Please rewrite the entries starting at the line that contains "like x=45, y=181." and ending at the line that contains "x=165, y=121", substituting "single marker" for each "single dot" and leaving everything else as it is. Omit the pictures from your answer.

RECORDS FOR THIS EXERCISE:

════════════════

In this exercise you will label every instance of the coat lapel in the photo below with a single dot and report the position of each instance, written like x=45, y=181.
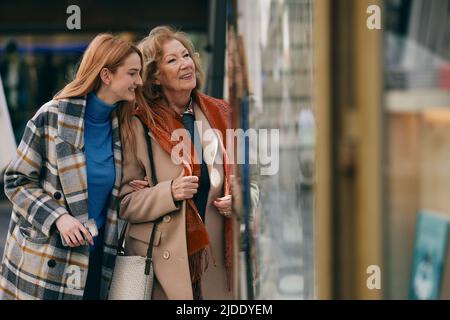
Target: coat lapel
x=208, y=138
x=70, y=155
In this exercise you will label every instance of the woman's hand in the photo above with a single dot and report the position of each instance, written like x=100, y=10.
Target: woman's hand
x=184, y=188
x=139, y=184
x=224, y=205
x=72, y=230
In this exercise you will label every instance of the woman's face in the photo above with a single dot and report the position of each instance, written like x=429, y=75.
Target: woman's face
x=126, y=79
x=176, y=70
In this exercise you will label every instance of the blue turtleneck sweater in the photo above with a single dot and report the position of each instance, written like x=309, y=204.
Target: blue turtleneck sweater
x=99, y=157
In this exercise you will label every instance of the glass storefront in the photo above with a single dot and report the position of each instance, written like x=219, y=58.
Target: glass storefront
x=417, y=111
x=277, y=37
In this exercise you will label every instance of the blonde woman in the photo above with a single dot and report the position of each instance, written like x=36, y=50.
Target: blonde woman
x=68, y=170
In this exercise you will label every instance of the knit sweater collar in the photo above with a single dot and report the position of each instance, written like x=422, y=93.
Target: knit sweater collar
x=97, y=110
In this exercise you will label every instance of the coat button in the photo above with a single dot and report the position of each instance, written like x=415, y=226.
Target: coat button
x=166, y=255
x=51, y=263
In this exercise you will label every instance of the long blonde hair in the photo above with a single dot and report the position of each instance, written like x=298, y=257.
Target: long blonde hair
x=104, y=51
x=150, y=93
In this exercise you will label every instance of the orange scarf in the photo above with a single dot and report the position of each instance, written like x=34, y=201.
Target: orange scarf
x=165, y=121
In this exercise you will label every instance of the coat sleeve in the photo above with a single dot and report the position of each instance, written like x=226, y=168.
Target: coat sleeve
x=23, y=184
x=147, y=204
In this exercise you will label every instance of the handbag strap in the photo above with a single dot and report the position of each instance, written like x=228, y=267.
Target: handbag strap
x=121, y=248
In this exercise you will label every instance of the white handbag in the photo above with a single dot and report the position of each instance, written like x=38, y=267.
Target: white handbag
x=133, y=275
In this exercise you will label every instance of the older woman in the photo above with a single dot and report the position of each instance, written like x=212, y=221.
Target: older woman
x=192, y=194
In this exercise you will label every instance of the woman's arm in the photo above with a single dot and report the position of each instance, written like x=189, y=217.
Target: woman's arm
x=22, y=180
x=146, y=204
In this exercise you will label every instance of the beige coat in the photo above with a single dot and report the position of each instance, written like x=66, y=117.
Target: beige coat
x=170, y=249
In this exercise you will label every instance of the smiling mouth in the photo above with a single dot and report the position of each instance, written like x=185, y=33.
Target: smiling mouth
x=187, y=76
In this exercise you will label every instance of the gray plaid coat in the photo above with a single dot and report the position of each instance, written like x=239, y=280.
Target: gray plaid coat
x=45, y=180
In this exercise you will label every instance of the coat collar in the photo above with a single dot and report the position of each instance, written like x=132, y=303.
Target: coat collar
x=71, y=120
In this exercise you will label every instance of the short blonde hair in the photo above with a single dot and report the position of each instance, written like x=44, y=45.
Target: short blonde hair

════════════════

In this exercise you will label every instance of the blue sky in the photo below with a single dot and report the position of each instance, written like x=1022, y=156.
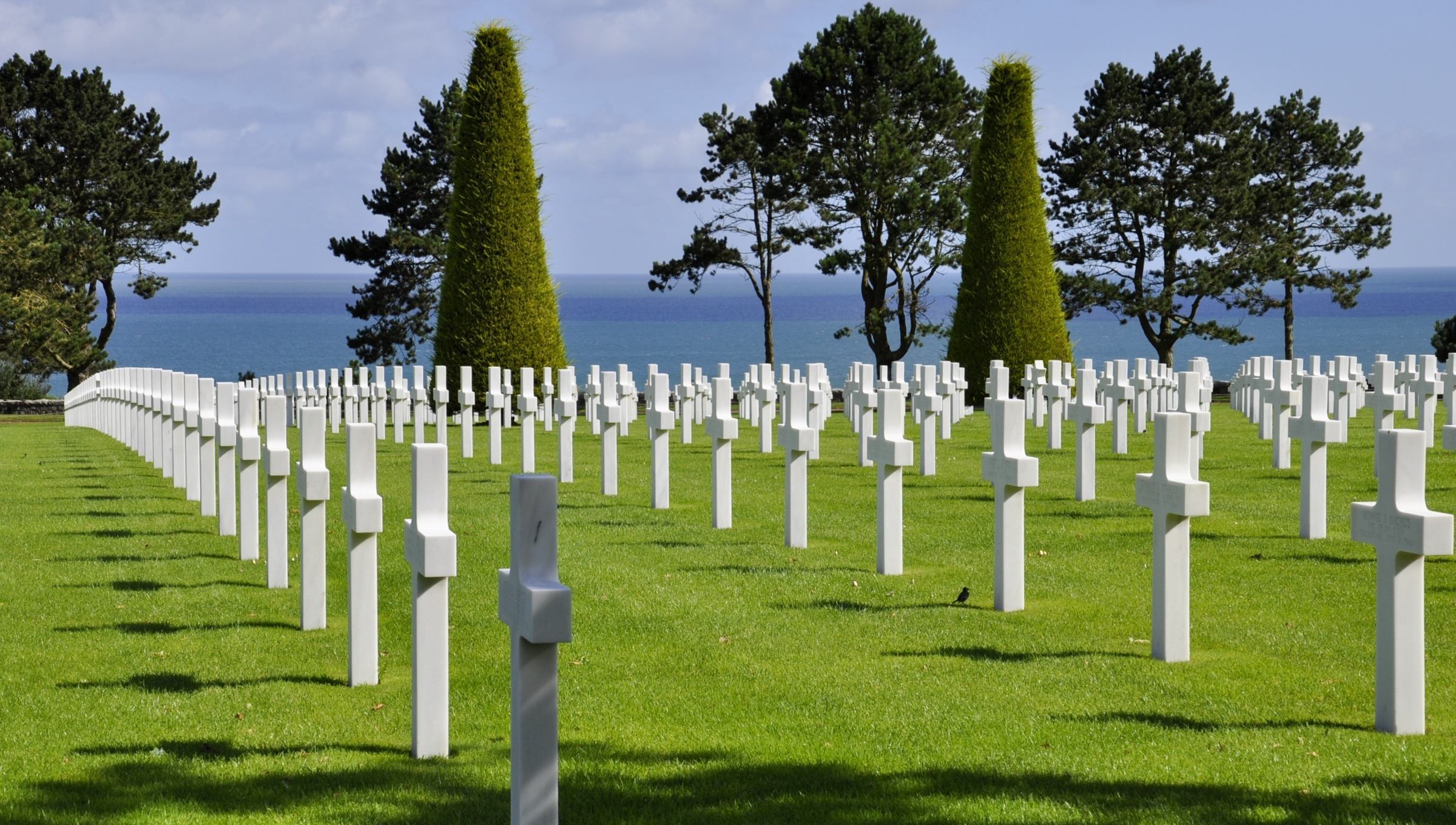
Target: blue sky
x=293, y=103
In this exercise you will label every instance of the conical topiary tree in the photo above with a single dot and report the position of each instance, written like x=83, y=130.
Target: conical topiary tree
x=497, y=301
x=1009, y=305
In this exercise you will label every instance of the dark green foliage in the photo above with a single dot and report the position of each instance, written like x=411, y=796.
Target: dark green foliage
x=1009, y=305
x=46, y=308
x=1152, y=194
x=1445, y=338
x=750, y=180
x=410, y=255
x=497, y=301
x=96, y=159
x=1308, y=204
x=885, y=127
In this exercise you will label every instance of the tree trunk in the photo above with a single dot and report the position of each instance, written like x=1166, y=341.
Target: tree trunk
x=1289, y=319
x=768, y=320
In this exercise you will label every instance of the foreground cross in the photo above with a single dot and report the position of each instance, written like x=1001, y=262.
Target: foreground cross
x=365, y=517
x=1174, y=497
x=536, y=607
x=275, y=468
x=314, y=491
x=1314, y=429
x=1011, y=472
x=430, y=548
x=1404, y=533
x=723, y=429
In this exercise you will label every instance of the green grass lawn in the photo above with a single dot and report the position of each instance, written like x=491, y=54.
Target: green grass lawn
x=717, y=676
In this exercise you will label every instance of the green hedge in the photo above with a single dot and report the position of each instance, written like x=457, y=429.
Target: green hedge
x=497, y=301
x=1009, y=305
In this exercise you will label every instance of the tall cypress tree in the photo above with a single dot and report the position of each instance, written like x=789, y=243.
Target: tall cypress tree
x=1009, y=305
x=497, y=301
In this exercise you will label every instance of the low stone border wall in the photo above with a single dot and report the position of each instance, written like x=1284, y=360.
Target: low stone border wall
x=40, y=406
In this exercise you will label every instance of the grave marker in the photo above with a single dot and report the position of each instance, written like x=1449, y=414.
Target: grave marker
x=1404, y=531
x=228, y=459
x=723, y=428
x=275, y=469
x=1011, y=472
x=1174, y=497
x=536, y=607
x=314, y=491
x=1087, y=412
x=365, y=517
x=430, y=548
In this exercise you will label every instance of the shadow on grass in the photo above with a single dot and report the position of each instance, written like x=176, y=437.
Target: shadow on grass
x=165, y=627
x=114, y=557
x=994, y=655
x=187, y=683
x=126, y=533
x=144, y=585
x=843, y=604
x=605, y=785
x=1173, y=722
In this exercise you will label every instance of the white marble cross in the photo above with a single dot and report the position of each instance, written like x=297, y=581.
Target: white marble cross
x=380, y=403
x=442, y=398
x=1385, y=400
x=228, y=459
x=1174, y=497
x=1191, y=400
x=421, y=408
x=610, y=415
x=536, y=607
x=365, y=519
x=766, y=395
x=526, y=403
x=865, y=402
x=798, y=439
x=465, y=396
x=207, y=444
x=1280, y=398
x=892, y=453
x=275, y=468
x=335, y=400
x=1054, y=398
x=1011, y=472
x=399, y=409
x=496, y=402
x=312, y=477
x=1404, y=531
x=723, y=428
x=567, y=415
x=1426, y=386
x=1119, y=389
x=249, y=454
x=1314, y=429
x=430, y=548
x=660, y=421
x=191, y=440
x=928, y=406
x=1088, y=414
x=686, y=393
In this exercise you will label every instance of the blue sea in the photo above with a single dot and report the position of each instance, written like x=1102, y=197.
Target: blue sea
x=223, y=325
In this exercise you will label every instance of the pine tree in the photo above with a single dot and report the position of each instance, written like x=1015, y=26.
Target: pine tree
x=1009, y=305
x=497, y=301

════════════════

ANSWER TO THIS EXERCISE:
In this exercise you will label every instance of the coat lapel in the photo below with a single marker and report the position of each instance, written like x=45, y=181.
Target: coat lapel
x=208, y=138
x=70, y=155
In this exercise you will label every instance of the woman's hand in the photo above with a single marker and report the position of each instance, written like x=100, y=10.
Target: woman's hand
x=184, y=188
x=139, y=184
x=224, y=205
x=72, y=230
In this exercise you will label every instance of the woman's face in the photo above with a single marker and report the position of each instance, written like x=429, y=75.
Target: woman's face
x=126, y=79
x=176, y=70
In this exercise you will label every instance of the blue turtleneck sweater in the photo above with a single marker and report the position of each instance, written like x=309, y=204.
Target: blue turtleneck sweater
x=99, y=157
In this exercise you will label every instance of the glass storefront in the photo above with a single marker and report the position of each instance, written like x=219, y=58.
Target: glass storefront
x=417, y=111
x=277, y=37
In this exercise you will label every instance of the blonde woman in the photo above with a single marker and report the position of each instance, written like x=36, y=50.
Target: blonde woman
x=68, y=170
In this exercise you will label every instance of the knit sweater collar in the photo above with a single marker and report the position of each instance, written like x=422, y=93.
Target: knit sweater collar
x=97, y=110
In this exercise you will label every instance of the coat button in the photo above with a single marker and report the position of each instance, written like x=415, y=226.
Target: coat button
x=166, y=255
x=51, y=263
In this exercise you will label every instance of the long blonde hair in the photo above with a single marker and report the position of each instance, written like x=298, y=257.
Target: long blonde hair
x=104, y=51
x=150, y=93
In this exercise you will label every instance of the orange scarf in the photo above with a single marker and report the position of each instance, written like x=34, y=201.
Target: orange scarf
x=165, y=121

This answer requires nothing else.